— START OF Information given —

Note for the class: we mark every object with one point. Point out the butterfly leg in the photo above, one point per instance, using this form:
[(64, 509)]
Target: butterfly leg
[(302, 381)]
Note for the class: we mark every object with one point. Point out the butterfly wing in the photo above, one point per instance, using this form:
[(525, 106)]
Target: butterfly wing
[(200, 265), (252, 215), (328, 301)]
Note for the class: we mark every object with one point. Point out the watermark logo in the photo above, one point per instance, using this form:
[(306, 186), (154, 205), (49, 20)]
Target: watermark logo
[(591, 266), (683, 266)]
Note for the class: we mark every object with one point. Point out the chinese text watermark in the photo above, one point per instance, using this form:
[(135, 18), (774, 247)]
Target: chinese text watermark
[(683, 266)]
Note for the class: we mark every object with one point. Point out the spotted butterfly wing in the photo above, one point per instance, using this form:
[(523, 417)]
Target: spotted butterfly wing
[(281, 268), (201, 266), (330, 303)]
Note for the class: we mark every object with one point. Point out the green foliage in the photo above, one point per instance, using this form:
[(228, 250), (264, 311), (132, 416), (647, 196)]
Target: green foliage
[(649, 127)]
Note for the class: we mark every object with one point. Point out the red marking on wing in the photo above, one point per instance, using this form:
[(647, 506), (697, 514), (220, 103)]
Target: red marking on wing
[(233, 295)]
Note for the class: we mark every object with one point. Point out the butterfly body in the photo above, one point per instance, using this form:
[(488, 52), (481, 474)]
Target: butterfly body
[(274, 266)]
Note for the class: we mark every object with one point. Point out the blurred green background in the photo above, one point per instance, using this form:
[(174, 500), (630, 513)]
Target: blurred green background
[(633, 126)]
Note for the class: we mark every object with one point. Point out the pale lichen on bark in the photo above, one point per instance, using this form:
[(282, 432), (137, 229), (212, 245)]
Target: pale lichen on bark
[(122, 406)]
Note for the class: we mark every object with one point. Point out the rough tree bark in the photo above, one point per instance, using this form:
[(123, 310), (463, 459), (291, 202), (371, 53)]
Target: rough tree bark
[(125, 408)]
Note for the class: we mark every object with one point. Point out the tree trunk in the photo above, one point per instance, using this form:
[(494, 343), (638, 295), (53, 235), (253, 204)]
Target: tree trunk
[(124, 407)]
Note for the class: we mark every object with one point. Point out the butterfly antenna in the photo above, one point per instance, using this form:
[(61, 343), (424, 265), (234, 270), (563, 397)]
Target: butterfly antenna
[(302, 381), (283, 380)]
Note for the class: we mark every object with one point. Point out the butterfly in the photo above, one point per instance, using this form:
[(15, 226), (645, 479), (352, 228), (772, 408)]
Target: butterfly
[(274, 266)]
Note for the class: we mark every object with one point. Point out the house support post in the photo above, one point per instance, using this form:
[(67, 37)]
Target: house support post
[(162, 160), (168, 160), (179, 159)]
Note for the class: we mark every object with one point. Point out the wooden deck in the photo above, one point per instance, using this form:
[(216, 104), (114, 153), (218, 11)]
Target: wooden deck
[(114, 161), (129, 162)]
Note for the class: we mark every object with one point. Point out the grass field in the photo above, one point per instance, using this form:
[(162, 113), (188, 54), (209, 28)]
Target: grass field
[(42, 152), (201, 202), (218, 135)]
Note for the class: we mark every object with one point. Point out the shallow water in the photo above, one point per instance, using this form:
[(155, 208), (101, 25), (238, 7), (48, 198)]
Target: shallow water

— END OF Information given —

Challenge: Rewrite the records above, substituting "meadow" for every "grass field" and leaving everything else unchanged.

Problem solution:
Note for the class: we mark every object with one point. Point out the butterfly leg in the photo above, one point per instance, using this form:
[(64, 509)]
Target: butterfly leg
[(302, 381)]
Note for the class: we mark every object with one point. Point out the butterfly wing in the photo above, one point per instance, using this form:
[(525, 106)]
Target: butterfly wing
[(200, 265), (252, 215), (328, 301)]
Note for the class: we mark every object with one point. Point out the watermark logo in the photo above, one point per instance, using this form:
[(306, 186), (154, 205), (49, 20)]
Target: watermark logo
[(591, 266), (683, 266)]
Note for the class: we mark every object with one point. Point out the chinese text watermark in the photo above, one point per instance, using this form:
[(135, 18), (774, 247)]
Target: chinese text watermark
[(683, 266)]
Note for the class: we mark every object with one point. Point out the spotted butterfly wing in the photo above, one point per instance, using this form:
[(523, 417)]
Target: spotted butterfly wing
[(281, 268), (201, 266), (330, 303)]
Note for the class: we mark every object with one point. Point out the green foliage in the photo above, one point per instance, using this form:
[(228, 250), (264, 311), (132, 416), (647, 196)]
Target: green foliage
[(649, 127)]
Note for the class: we mark every object with one point. Point out the red marking on wing in the photo above, one point per instance, using this form:
[(647, 506), (697, 514), (220, 103)]
Target: red marking on wing
[(233, 295)]
Note for the class: we mark every object with one point. Point out the butterfly body in the photo above, one point per instance, using this form:
[(488, 52), (481, 474)]
Target: butterfly body
[(274, 266)]
Note for the class: we mark every object with one point. Point out the blurred green background in the photo above, one point per instance, using this form:
[(174, 500), (630, 513)]
Target: blurred green background
[(633, 126)]
Note for the class: we mark every object with one point. Point out the pale lichen on bark in the photo above, one point per instance, using this form:
[(282, 432), (137, 229), (212, 245)]
Target: pale lichen on bark
[(122, 406)]
Note for the class: we mark every object with one point. Point out the rough tree bark in the photo above, one point per instance, using this form:
[(123, 310), (463, 459), (291, 202), (371, 53)]
Target: rough tree bark
[(125, 408)]
Note for the class: we mark every object with one point. Point out the tree trunk in the photo above, one point per instance, using this form:
[(494, 343), (638, 295), (53, 235), (253, 204)]
Target: tree trunk
[(124, 407)]
Note for the class: we mark every object with one point. Point out the butterfly antenna in the photo above, one point per instance, using this form:
[(61, 343), (424, 265), (234, 270), (563, 397)]
Target: butterfly antenna
[(302, 381), (283, 380)]
Note for the class: we mark every object with one point. Point out the butterfly in the photo above, one point per instance, using this form:
[(15, 226), (645, 479), (352, 228), (772, 408)]
Target: butterfly
[(274, 266)]
Note for the class: we mark every object with one point. Point out the house support post in the photo above, one point per instance, using this form:
[(67, 37)]
Target: house support post
[(162, 160), (168, 160), (179, 159)]
Note for the class: we mark every object with one point. Point out the wooden deck in the photo above, one point per instance, using this form:
[(216, 104), (114, 153), (218, 11)]
Target: wooden deck
[(114, 161), (129, 162)]
Note for the class: we mark every object with one point. Point out the meadow in the photo above, one point per instance, using this form:
[(162, 113), (188, 54), (209, 28)]
Target: meadow
[(42, 152), (201, 202), (218, 135)]
Note for the class: we mark every object with one point. Point out the shallow water in the photo above, one point per instance, using this form:
[(155, 208), (101, 25), (238, 7), (48, 198)]
Target: shallow water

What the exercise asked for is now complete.